» **List of tasks**:
1. In the text on employee health benefits, about how many employees did Fortune survey to build its list of top companies to work for?
2. Write the next part of the text on employee health benefits, starting after its last sentence.

» **Extract to read**:
/---

Americans love the power to choose. Employers who wish to keep good employees long term will work with them to provide benefits that make them happy to work for them. Giving employees options for health care can be a great way for companies to keep good workers and maintain great morale on the job. Every year, lists of the top 10 best places to work are published for everyone to see what companies are the best place to be employed. In 2008, the ranking according to CNNMoney.com includes the following: 1.) Google, 2). Quicken Loans, 3.) Wegmans Food Markets, 4.) Edward Jones, 5.) Genentech, 6.) Cisco Systems, 7.) Starbucks, 8.) Qualcomm, 9.) Goldman Sachs, and 10.) Methodist Hospital Systems. Fortune surveyed about 100,000 employees at over 400 companies to compile their list of the top companies to work for in America. This is some impressive list.
But apart from unique benefits--such as on site fitness centers, scuba diving classes, on site day care, flex time, and more employee friendly options--workers want to know the most about how their employee health plan works. After the question, "How much does this job pay," every HR professional will hear, "What are the health benefits and insurance?" According to an online article from November, 2007, in the Wall Street Journal, some workers are choosing private health insurance over the employer sponsored version, especially those working at smaller companies. Employees often find it may be cheaper to get children and spouses covered with insurance purchased outside of the plan offered by the business. Employees are picking up a larger amount of expenses than ever before due to cost shifting and higher deductibles.

\---

» **Listed entries**:
/---

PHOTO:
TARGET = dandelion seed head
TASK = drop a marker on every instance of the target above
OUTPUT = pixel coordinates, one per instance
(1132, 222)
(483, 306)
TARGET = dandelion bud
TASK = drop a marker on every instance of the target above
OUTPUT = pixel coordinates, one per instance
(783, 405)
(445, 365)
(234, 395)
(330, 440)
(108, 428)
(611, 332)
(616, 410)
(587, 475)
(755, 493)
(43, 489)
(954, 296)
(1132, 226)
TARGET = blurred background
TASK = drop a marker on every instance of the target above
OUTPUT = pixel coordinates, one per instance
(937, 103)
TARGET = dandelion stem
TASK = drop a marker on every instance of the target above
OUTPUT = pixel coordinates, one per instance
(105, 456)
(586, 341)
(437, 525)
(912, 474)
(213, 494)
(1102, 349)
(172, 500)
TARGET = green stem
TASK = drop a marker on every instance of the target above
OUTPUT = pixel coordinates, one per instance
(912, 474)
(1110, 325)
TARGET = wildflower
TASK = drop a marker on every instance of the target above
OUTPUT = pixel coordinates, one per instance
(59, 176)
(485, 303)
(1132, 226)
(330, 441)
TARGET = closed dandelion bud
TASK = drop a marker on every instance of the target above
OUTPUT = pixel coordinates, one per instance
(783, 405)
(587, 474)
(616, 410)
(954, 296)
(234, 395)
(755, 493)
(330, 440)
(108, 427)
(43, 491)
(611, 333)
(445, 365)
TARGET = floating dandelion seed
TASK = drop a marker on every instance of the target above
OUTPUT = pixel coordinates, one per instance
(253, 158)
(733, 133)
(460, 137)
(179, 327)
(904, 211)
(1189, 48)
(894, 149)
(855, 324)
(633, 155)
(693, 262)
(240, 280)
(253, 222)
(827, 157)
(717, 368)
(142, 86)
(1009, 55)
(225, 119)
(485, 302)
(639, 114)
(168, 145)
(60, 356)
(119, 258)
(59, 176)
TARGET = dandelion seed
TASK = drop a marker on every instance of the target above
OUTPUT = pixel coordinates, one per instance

\---

» **Exercise responses**:
1. About 100,000 employees at over 400 companies.

2.
Also, Americans want to know more about their health plan and how it works. Employees want to be able to make more informed decisions, how their medications work and any potential side effects, what other sources are available to help them make better choices in their health care. The National Business Group on Health released phone survey results in December, 2007, and concluded that more than 70% of those contacted feel patients havae a responsibility to educate themselves about the costs for various treatment options and verify the necessity of those recommendations. Even more felt that their employers should be involved in providing them with health information. When making a decision about health care treatments, 90% of those who were surveyed would consult sources beyond their primary care physicians including the following: friends and family, websites, health plan information, media sources, and other medical materials.
The survey has stated that employers should provide a more proactive way for employees to source health information, and that employers should also reinforce the importance of employee lifestyle changes. Employees can benefit by obtaining health tips and questionnaires from their workplace, get involved in personal health coaching, and become more active in behavioral changes that lead to healthier lifestyles. Employers can help incentivize workers when they participate in these types of options provided by their companies. The conclusion of the report, published on the SHRM website last December, was that employees who choose available preventive health measures wisely can help prevent injuries, illnesses, and other health related disabilities. Employees want and should have a more integrated relationship with medical providers in order to improve and maintain healthy lifestyles. And, there is more than a really good chance the employer may pay for some of these options.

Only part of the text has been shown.